Please copy out the records below word for word, keeping every line unchanged.

-- BEGIN INPUT RECORDS --

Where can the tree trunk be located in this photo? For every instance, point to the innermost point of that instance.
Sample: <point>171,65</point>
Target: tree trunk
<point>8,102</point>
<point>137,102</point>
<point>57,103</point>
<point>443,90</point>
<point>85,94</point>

-- END INPUT RECORDS --

#### TASK RESPONSE
Where can the tree trunk be located in this photo? For every instance, point to the innermost point of that instance.
Sample: <point>171,65</point>
Target: tree trunk
<point>8,102</point>
<point>137,102</point>
<point>57,103</point>
<point>443,90</point>
<point>85,94</point>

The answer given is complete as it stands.